## Textauszug:
-*-

Farben sind Abenteuer im Kopf
Herausragende Rolle in der Kommunikation
Farben haben für die perfekte Kommunikation eine herausragende Rolle. Das ist jedem Gestalter, Designer und Kreativen klar. Auch, dass die Wahl des Farbtons eine Werbebotschaft unterstreichen oder schwächen kann, ist sowohl dem Auftraggeber wie auch dem umsetzenden Kreativen klar. Aber dennoch, so intensiv manchmal über die Farbwahl debattiert wird, so schnell einigt man sich auf einen Kompromiss. Dabei wird oft die erfolgstechnisch relevantere Sicht auf das Produkt übersehen, nämlich die des Kunden.
Aber alles der Reihe nach. Dass Farben auf unterschiedlichen Ebenen wirken, ist längst bekannt. Aufgrund von Intensität und gelernter Erfahrung über die typischen Verwendungen können wir den meisten Farben eine Signalwirkung zuordnen. Bei Warn-, Hinweis-, Gebots- und Verbotszeichen haben wir die farblichen Botschaften gelernt und wissen etwa, dass Rot für Stopp, Halt steht, während Gebotszeichen in Blau gehalten sind. Die zweite Ebene bedient die emotionale Kommunikation, indem jede Farbe Erinnerungen, Assoziationen und damit Gefühle auslösen kann. Die dritte Art der Farbwirkung ist die symbolische Aussage, die die meisten Farben haben.
Diese entsteht aus Schemata und Denkschablonen, in denen wir aufgrund unserer Kultur, Bildung und gesellschaftlichen, religiös geprägten Farberfahrungsmuster zu denken gelernt haben. So können wir den meisten Farben einen symbolischen Wert zuordnen. Auch wenn diese Denkmuster oft sehr gleich wirken, lässt sich über die richtige Wahl einer Farbe vortrefflich argumentieren und streiten. Und das aus gutem Grund. Kulturelle Unterschiede sind da ein leicht verständliches Beispiel: Während in Europa weiß positiv als Farbe der Reinheit und der Unschuld assoziiert wird, tragen trauernde Angehörige in China beim Begräbnis weiß, weil das in diesen Kulturkreisen als Farbe der Trauer und des Unglücks „aufgeladen“ ist.

-*-

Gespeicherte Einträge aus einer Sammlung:
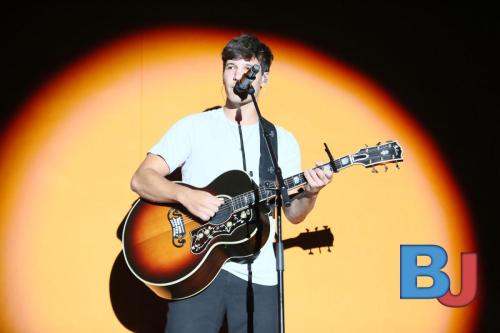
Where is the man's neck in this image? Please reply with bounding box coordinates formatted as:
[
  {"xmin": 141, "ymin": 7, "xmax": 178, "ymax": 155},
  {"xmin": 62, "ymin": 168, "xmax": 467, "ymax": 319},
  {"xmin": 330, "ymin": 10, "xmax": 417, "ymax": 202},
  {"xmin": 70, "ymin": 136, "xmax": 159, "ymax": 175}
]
[{"xmin": 224, "ymin": 102, "xmax": 258, "ymax": 125}]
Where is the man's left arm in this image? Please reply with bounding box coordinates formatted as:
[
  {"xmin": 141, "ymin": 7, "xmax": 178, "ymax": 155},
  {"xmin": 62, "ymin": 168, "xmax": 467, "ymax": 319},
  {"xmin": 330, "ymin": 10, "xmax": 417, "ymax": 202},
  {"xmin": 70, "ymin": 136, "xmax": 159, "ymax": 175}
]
[{"xmin": 284, "ymin": 162, "xmax": 332, "ymax": 223}]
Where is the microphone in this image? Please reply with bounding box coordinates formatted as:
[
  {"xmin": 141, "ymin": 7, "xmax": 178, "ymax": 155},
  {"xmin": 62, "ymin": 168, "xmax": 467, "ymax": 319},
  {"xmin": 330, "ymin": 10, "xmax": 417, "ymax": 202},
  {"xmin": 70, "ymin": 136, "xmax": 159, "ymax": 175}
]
[{"xmin": 233, "ymin": 64, "xmax": 260, "ymax": 101}]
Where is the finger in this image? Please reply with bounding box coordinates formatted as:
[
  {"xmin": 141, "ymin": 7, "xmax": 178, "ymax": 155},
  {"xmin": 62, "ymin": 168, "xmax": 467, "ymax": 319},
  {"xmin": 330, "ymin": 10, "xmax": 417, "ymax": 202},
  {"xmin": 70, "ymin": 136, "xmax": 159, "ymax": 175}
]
[
  {"xmin": 304, "ymin": 169, "xmax": 316, "ymax": 187},
  {"xmin": 311, "ymin": 170, "xmax": 323, "ymax": 187}
]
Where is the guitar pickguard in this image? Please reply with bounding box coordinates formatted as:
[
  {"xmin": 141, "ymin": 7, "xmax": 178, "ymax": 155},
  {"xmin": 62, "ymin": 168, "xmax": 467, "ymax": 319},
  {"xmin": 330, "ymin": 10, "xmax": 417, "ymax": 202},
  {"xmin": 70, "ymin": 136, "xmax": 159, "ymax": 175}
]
[{"xmin": 191, "ymin": 209, "xmax": 254, "ymax": 254}]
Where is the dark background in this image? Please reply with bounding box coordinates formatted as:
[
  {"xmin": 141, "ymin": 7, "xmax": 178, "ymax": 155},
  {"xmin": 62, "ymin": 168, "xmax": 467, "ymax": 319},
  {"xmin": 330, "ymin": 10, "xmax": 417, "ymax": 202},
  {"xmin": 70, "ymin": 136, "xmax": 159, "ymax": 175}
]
[{"xmin": 0, "ymin": 2, "xmax": 500, "ymax": 332}]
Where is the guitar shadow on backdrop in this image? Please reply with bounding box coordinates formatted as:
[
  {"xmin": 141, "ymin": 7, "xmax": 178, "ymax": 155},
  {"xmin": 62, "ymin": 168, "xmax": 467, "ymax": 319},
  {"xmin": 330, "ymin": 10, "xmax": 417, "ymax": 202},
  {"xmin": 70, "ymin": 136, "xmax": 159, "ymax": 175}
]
[{"xmin": 109, "ymin": 169, "xmax": 334, "ymax": 333}]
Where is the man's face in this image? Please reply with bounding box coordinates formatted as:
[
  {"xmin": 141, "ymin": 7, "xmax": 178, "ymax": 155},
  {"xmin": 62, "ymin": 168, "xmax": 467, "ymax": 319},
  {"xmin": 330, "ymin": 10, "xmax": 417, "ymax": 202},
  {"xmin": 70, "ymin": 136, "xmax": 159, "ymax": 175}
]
[{"xmin": 223, "ymin": 58, "xmax": 268, "ymax": 107}]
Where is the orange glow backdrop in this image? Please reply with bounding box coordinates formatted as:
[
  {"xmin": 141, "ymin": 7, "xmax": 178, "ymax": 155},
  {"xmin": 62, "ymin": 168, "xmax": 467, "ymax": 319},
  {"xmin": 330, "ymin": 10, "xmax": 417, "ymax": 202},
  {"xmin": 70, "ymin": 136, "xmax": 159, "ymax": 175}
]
[{"xmin": 0, "ymin": 28, "xmax": 479, "ymax": 332}]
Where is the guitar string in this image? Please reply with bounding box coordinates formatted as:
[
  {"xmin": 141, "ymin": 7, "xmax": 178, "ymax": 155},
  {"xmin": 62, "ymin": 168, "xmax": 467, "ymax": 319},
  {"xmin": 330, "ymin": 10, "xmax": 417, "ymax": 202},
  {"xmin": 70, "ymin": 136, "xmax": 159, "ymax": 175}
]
[{"xmin": 187, "ymin": 159, "xmax": 398, "ymax": 220}]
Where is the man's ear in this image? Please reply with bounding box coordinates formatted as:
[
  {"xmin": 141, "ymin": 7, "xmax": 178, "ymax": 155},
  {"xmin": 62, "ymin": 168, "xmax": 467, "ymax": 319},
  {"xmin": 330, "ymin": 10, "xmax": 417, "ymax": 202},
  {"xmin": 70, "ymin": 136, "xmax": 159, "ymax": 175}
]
[{"xmin": 260, "ymin": 72, "xmax": 269, "ymax": 87}]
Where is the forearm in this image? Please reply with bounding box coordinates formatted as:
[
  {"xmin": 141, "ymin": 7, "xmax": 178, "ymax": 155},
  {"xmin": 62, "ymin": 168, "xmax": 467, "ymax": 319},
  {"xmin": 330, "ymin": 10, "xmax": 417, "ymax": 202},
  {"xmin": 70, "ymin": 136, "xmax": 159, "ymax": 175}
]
[
  {"xmin": 285, "ymin": 191, "xmax": 318, "ymax": 223},
  {"xmin": 131, "ymin": 169, "xmax": 187, "ymax": 203}
]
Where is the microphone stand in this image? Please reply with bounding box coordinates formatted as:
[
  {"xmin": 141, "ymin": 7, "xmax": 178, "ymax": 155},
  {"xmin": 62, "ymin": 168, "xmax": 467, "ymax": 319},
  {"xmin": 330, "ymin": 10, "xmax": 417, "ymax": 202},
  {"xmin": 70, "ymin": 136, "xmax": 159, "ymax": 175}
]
[{"xmin": 248, "ymin": 86, "xmax": 290, "ymax": 333}]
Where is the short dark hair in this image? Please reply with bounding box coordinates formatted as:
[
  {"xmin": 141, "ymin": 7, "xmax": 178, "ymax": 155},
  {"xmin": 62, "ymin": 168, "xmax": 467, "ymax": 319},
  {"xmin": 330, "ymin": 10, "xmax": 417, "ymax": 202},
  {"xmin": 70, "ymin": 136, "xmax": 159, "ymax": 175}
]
[{"xmin": 222, "ymin": 35, "xmax": 274, "ymax": 72}]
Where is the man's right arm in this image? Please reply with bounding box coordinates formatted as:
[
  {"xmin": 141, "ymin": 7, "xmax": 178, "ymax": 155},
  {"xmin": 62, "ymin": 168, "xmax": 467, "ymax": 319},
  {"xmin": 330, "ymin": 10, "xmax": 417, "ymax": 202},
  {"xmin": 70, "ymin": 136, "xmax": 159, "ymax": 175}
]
[{"xmin": 130, "ymin": 154, "xmax": 222, "ymax": 221}]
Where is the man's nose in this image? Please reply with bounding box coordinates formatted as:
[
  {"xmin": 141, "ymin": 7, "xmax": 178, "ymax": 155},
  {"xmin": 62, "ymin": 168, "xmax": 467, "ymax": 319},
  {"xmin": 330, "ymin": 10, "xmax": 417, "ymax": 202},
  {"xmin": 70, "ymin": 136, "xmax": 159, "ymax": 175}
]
[{"xmin": 233, "ymin": 68, "xmax": 245, "ymax": 81}]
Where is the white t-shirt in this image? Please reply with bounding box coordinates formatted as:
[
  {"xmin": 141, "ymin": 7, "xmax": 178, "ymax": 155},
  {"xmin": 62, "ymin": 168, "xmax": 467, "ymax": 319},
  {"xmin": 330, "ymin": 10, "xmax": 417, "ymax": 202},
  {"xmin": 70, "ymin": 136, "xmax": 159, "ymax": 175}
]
[{"xmin": 149, "ymin": 108, "xmax": 301, "ymax": 285}]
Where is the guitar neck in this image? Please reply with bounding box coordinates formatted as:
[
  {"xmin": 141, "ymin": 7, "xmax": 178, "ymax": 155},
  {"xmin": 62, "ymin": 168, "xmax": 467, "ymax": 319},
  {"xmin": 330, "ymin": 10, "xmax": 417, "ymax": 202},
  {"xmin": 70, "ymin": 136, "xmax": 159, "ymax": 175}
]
[{"xmin": 233, "ymin": 155, "xmax": 354, "ymax": 211}]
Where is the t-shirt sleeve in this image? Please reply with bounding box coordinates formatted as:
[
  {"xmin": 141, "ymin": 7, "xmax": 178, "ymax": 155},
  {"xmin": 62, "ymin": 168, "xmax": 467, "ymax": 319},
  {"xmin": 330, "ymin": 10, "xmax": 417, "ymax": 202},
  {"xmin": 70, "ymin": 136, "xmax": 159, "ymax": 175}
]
[
  {"xmin": 148, "ymin": 117, "xmax": 193, "ymax": 172},
  {"xmin": 278, "ymin": 128, "xmax": 302, "ymax": 178}
]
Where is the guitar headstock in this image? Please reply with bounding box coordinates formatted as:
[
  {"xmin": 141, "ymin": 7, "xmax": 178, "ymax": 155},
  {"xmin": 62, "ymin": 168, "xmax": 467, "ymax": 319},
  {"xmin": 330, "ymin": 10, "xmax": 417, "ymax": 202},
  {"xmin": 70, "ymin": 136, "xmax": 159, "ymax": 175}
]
[{"xmin": 351, "ymin": 141, "xmax": 403, "ymax": 172}]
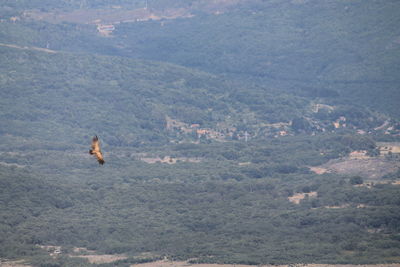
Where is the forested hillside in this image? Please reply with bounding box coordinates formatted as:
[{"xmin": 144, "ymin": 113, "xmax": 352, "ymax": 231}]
[{"xmin": 0, "ymin": 0, "xmax": 400, "ymax": 266}]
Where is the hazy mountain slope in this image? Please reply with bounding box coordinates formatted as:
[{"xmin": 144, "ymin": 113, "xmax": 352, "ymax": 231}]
[
  {"xmin": 111, "ymin": 1, "xmax": 400, "ymax": 116},
  {"xmin": 0, "ymin": 0, "xmax": 400, "ymax": 266},
  {"xmin": 0, "ymin": 47, "xmax": 234, "ymax": 147}
]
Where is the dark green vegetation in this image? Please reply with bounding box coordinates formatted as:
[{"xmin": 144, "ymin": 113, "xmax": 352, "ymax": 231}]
[{"xmin": 0, "ymin": 0, "xmax": 400, "ymax": 266}]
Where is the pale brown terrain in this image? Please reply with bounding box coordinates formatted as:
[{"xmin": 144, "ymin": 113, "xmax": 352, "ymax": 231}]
[
  {"xmin": 288, "ymin": 192, "xmax": 318, "ymax": 204},
  {"xmin": 131, "ymin": 260, "xmax": 400, "ymax": 267}
]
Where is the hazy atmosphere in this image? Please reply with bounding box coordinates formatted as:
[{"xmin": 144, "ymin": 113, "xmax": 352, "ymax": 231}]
[{"xmin": 0, "ymin": 0, "xmax": 400, "ymax": 267}]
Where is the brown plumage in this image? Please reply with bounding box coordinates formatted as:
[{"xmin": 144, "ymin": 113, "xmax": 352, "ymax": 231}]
[{"xmin": 89, "ymin": 135, "xmax": 105, "ymax": 165}]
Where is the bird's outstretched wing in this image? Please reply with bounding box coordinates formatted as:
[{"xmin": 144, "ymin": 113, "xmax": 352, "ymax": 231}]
[{"xmin": 89, "ymin": 135, "xmax": 105, "ymax": 165}]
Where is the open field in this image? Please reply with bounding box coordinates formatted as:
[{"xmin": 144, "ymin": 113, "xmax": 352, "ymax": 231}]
[{"xmin": 131, "ymin": 260, "xmax": 400, "ymax": 267}]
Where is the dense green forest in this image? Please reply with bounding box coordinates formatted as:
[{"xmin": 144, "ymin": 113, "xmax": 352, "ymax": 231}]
[{"xmin": 0, "ymin": 0, "xmax": 400, "ymax": 266}]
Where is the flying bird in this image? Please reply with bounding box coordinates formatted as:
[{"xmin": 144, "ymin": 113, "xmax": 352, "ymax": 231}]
[{"xmin": 89, "ymin": 135, "xmax": 105, "ymax": 165}]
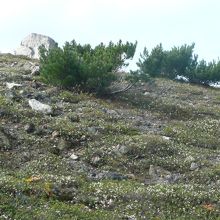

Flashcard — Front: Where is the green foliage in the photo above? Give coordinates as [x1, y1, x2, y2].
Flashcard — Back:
[164, 44, 197, 79]
[137, 44, 165, 77]
[137, 43, 220, 84]
[40, 40, 137, 94]
[137, 44, 197, 78]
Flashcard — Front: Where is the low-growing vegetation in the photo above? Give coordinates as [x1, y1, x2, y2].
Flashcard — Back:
[0, 49, 220, 220]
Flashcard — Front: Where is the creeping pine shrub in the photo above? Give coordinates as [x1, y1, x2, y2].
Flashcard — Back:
[137, 43, 220, 84]
[39, 40, 137, 94]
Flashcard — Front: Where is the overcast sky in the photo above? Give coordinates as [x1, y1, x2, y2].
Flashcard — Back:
[0, 0, 220, 69]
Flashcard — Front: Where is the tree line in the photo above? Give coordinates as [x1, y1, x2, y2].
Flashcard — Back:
[39, 40, 220, 94]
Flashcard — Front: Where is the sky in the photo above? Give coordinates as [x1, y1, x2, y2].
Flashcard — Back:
[0, 0, 220, 69]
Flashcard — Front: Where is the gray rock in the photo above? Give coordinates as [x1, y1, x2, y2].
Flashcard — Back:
[28, 99, 52, 114]
[24, 123, 35, 133]
[114, 144, 129, 156]
[91, 156, 101, 165]
[15, 33, 57, 59]
[31, 66, 40, 76]
[6, 82, 22, 89]
[0, 128, 11, 150]
[189, 162, 199, 171]
[70, 153, 79, 160]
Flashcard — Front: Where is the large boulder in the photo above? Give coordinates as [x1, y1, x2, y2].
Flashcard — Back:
[15, 33, 57, 59]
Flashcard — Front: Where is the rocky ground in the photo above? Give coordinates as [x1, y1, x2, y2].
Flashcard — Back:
[0, 54, 220, 220]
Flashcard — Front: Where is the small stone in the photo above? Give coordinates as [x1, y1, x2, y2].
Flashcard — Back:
[70, 154, 79, 160]
[185, 156, 195, 162]
[91, 156, 101, 165]
[6, 82, 22, 89]
[69, 115, 80, 122]
[126, 173, 135, 180]
[189, 162, 199, 171]
[52, 131, 60, 139]
[87, 127, 97, 134]
[31, 66, 40, 76]
[162, 136, 170, 141]
[24, 123, 35, 133]
[114, 145, 129, 156]
[28, 99, 52, 114]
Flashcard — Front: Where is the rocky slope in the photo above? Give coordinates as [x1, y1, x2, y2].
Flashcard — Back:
[0, 54, 220, 220]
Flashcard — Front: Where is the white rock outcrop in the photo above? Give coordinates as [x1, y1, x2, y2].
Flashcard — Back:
[14, 33, 57, 59]
[28, 99, 52, 114]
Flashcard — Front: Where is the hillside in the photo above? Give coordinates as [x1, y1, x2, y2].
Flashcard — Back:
[0, 54, 220, 220]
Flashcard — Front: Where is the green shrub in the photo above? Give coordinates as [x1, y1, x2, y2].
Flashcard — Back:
[40, 41, 137, 94]
[137, 43, 220, 85]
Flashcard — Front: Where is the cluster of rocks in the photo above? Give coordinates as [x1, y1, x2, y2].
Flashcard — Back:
[14, 33, 57, 59]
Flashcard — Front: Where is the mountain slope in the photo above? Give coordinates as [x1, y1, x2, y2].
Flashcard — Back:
[0, 55, 220, 219]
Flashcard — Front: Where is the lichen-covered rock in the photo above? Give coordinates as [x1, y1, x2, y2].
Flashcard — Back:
[28, 99, 52, 114]
[15, 33, 57, 59]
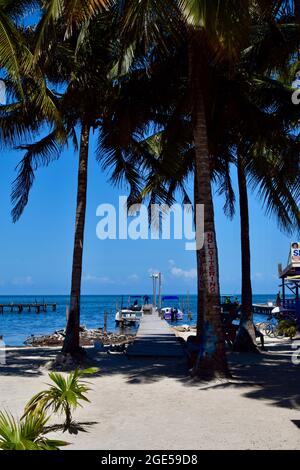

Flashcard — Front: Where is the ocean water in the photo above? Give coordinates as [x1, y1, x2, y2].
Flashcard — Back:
[0, 294, 282, 346]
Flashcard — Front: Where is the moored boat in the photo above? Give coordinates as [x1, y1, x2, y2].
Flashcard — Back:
[115, 296, 143, 325]
[160, 295, 183, 321]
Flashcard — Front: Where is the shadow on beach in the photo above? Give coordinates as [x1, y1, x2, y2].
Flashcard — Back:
[0, 341, 300, 409]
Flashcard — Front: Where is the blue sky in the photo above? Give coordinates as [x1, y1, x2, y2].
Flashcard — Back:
[0, 129, 297, 295]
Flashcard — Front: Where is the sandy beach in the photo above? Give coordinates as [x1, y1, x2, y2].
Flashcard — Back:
[0, 340, 300, 450]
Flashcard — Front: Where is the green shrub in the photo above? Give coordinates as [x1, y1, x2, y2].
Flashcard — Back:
[0, 412, 68, 450]
[278, 320, 297, 339]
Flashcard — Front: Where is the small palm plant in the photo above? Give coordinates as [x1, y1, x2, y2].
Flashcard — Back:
[278, 320, 297, 339]
[0, 411, 68, 450]
[23, 367, 99, 431]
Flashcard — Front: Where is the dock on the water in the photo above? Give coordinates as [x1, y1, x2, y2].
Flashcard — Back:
[252, 304, 275, 315]
[127, 312, 184, 357]
[0, 303, 56, 313]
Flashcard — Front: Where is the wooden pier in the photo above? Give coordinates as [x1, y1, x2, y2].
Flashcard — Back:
[0, 303, 56, 313]
[252, 304, 276, 315]
[127, 312, 184, 357]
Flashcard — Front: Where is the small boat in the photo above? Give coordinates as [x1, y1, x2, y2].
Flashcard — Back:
[115, 296, 143, 325]
[160, 295, 183, 321]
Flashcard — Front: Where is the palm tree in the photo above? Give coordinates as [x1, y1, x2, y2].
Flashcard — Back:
[105, 1, 298, 375]
[0, 10, 142, 358]
[99, 6, 299, 356]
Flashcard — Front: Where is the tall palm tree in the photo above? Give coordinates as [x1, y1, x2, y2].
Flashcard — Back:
[99, 6, 299, 356]
[103, 0, 296, 375]
[0, 13, 143, 357]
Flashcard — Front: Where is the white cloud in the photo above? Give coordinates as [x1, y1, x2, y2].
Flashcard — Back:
[148, 268, 159, 276]
[11, 276, 33, 286]
[169, 259, 197, 279]
[253, 273, 264, 280]
[82, 274, 113, 284]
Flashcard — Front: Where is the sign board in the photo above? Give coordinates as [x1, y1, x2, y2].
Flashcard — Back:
[204, 232, 219, 294]
[291, 242, 300, 264]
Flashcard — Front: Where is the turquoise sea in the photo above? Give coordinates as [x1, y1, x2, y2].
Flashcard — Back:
[0, 294, 282, 346]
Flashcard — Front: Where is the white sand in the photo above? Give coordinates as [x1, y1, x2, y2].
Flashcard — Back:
[0, 341, 300, 450]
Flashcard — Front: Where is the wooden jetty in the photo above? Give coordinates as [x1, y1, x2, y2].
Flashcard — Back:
[0, 303, 56, 313]
[127, 312, 184, 357]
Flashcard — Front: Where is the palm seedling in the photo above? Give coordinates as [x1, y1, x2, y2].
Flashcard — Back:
[0, 411, 68, 450]
[23, 368, 98, 431]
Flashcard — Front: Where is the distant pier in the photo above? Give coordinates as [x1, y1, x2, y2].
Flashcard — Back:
[0, 303, 57, 313]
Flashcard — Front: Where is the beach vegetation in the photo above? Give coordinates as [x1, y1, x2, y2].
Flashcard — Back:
[0, 411, 68, 450]
[278, 319, 297, 339]
[23, 367, 98, 431]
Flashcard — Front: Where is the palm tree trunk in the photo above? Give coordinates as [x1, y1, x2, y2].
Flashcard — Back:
[63, 124, 90, 355]
[294, 0, 300, 22]
[234, 155, 258, 352]
[192, 83, 228, 377]
[194, 166, 205, 338]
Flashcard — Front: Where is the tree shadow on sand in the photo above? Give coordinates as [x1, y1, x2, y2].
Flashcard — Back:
[0, 341, 300, 409]
[46, 421, 98, 435]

-*-

## Aufgaben:
a. Welche Arten von Zeichen nennt der Text über die Wirkung von Farben, deren farbliche Botschaften wir gelernt haben? Zähle alle auf.
b. Schreibe den Text über die Wirkung von Farben nach seinem letzten Satz weiter.

## Lösungen:
a. Warnzeichen, Hinweiszeichen, Gebotszeichen, Verbotszeichen

b.
Auch wenn der Farbton von Farben physikalisch messbar gleich sein kann, beeinflusst die Farbe auf vielen unterschiedlichen Ebenen die emotionale und unbewusste Wahrnehmung der Menschen – etwa bei Entscheidungen und Auswahlverfahren, aber auch im individuellen Empfinden und in der persönlichen Wahrnehmung. Hier einige Beispiele: Bereits in der barocken Scheinarchitektur hat man das Raumerlebnis durch die Farbgebung unterstützt. Bei Deckenfresken mit auf Wolken sitzenden Allegorien haben die Künstler jenen Elementen mit kühlen Farben mehr Distanz eingeräumt, als Elementen in warmen Farbtönen. So steuerten die Künstler, welche Elemente in den Fresken dem Betrachter näherkommen sollten und welche aufgrund der kühleren Farbgebung weiter in die Ferne rutschen sollten.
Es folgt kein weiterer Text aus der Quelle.